コ 本件精算合意に基づく破産者の各支払行為
相手方は、本件精算合意に基づき、破産者に対し、預かり金(ロプロから受領した破産者の過払金)五三〇万円から、着手金未払残額八万五〇〇〇円、同第二項記載のロプロに対する過払金返還請求の弁護士報酬として一六六万九五〇〇円(消費税込み)、同第三項記載のインターに対する過払金返還請求事件の中途解約による報酬清算金として二一万円(消費税込み)、破産者の自己破産申立ての中途解約による報酬清算金として八四万円(消費税込み)のほか、B山及び花子の自己破産申立ての中途解約による報酬清算金として二一万円(一人当たり一〇万五〇〇〇円(消費税込み))の合計三〇一万四五〇〇円を控除し、残額二二八万五五〇〇円を破産者に返還した。

課題一覧 →
- A) 本文について、次の問いに答えよ。
(i) 預かり金は、誰から受領した何か。
(ii) 破産者の自己破産申立ての中途解約による報酬清算金はいくらか。
(iii) 控除された金額の合計はいくらか。
- B) 「Look at the photo above. For each instance of the green」を含む行から最後の行までを、列名 prompt と target の2列からなるCSVとして表し、依頼1件につきCSVの1行を当てよ。依頼文と答えはそれぞれ二重引用符で囲んだ1つのフィールドに収め、改行は空白に置き換えること。
本文とこの後に続く行とは、互いに関係しない。

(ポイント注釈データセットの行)
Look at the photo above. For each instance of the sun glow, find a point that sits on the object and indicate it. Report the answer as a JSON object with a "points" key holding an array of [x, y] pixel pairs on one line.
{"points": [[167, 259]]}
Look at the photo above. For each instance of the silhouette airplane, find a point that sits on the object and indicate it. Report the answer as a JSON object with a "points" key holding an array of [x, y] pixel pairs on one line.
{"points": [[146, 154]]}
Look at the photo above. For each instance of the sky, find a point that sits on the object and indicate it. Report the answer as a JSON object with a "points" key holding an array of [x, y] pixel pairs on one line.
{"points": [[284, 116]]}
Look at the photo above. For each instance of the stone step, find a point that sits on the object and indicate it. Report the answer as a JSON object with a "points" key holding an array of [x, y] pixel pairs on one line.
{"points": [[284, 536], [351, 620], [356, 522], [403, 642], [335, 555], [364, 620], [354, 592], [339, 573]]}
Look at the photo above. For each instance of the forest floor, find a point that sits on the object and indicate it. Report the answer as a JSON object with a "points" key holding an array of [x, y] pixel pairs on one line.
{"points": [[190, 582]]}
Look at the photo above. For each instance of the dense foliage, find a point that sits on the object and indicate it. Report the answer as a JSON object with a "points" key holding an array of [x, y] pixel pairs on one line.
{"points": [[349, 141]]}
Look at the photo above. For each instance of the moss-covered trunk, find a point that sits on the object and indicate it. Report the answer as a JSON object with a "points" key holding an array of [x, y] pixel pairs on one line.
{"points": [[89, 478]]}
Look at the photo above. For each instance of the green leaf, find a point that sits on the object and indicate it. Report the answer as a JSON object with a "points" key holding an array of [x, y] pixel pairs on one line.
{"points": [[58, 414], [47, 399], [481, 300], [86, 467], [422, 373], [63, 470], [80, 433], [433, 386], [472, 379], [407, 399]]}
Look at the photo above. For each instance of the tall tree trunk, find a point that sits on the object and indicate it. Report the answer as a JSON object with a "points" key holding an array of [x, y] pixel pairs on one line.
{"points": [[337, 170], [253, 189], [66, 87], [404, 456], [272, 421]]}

最終結果 →
- A)
(i) ロプロから受領した破産者の過払金
(ii) 八四万円(消費税込み)
(iii) 三〇一万四五〇〇円

- B)
prompt,target
"Look at the photo above. For each instance of the green leaf, find a point that sits on the object and indicate it. Report the answer as a JSON object with a ""points"" key holding an array of [x, y] pixel pairs on one line.","{""points"": [[58, 414], [47, 399], [481, 300], [86, 467], [422, 373], [63, 470], [80, 433], [433, 386], [472, 379], [407, 399]]}"
"Look at the photo above. For each instance of the tall tree trunk, find a point that sits on the object and indicate it. Report the answer as a JSON object with a ""points"" key holding an array of [x, y] pixel pairs on one line.","{""points"": [[337, 170], [253, 189], [66, 87], [404, 456], [272, 421]]}"